== Set task ==
Please copy out every line of the listing below word for word, changing nothing.

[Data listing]

--- begin ---

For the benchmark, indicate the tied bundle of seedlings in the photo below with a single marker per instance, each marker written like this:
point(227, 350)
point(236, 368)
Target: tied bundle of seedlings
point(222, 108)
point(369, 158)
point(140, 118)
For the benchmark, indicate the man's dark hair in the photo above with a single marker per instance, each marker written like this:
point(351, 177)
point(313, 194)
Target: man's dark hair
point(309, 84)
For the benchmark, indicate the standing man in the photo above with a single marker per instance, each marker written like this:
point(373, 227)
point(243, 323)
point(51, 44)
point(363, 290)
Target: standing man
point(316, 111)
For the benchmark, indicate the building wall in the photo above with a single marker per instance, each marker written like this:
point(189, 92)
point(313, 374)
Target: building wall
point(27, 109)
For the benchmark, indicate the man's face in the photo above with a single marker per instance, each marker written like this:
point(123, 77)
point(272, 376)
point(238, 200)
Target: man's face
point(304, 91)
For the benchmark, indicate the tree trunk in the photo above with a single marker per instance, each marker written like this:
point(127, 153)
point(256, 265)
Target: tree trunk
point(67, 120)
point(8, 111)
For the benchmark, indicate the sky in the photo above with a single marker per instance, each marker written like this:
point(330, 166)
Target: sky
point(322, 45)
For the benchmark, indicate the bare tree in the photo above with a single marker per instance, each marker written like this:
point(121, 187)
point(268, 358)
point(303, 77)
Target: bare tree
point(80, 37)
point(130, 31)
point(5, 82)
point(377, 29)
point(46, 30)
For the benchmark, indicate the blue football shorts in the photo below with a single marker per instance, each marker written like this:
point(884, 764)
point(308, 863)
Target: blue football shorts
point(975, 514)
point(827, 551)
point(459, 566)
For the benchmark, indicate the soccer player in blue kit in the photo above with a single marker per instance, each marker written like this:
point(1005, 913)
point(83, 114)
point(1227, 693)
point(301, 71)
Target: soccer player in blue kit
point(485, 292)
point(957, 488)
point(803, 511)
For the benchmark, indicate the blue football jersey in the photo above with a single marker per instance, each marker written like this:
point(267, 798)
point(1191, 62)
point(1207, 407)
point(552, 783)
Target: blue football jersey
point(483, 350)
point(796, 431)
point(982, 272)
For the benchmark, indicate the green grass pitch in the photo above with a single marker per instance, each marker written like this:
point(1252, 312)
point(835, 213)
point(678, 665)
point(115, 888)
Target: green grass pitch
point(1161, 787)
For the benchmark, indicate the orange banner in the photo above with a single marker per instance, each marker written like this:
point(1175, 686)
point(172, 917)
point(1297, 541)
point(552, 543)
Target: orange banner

--- end ---

== Solved problem ==
For the benchmark, indicate the tied bundle of seedlings in the photo below with a single marker per instance, each marker written like this:
point(227, 350)
point(236, 368)
Target: tied bundle of seedlings
point(222, 108)
point(369, 158)
point(140, 118)
For the benchmark, indicate the man's dark hair in the photo above with a single marker per instance, each marker written like this:
point(351, 177)
point(313, 194)
Target: man's dark hair
point(309, 84)
For the benchmark, indicate the standing man in the photo above with a single marker per instance, each marker written like this:
point(373, 227)
point(243, 323)
point(51, 44)
point(363, 290)
Target: standing man
point(316, 111)
For the benchmark, indicate the building wall in the photo above with a single marker per instance, each marker written like this:
point(189, 92)
point(313, 374)
Target: building wall
point(27, 109)
For the benchmark, indicate the man's face in the photo above with a single marker per instance, each marker written like this:
point(123, 77)
point(272, 376)
point(238, 200)
Target: man's face
point(304, 91)
For the benchmark, indicate the tree trunk in the photo above with a single marker per instance, each marker written like this:
point(127, 153)
point(256, 265)
Target: tree trunk
point(67, 120)
point(8, 111)
For the benchmark, indicate the sky in the photo above with a single marker per instance, each marker written like this:
point(330, 166)
Target: sky
point(322, 45)
For the benchmark, indicate the bare tree in the photo above with a single marker per instance, each marker written like this:
point(121, 187)
point(268, 358)
point(303, 77)
Target: bare tree
point(80, 37)
point(130, 31)
point(5, 82)
point(377, 29)
point(46, 30)
For the benchmark, indicate the blue football shorts in the photo below with a single marker per instance, each marker written like this:
point(884, 764)
point(308, 863)
Target: blue football shorts
point(975, 514)
point(827, 551)
point(459, 566)
For the benchmark, indicate the soccer player in blue kit in the photo above with a single marker per instance, each marker written like this:
point(1005, 913)
point(83, 114)
point(1227, 693)
point(301, 71)
Target: soccer player in blue kit
point(485, 292)
point(957, 488)
point(803, 511)
For the benchmark, indicate the blue football jersey in the photo above with a single marker per instance, each marker written like this:
point(267, 798)
point(1191, 62)
point(1207, 407)
point(552, 783)
Target: blue football jersey
point(483, 350)
point(796, 431)
point(982, 272)
For the benchmark, indicate the green grass pitch in the photo above with a single marker per instance, each marker written like this:
point(1252, 312)
point(835, 213)
point(678, 665)
point(115, 888)
Target: green grass pitch
point(1161, 787)
For the benchmark, indicate the orange banner in the photo above with a single marker per instance, each marker written like this:
point(1175, 686)
point(172, 917)
point(1297, 541)
point(552, 543)
Target: orange banner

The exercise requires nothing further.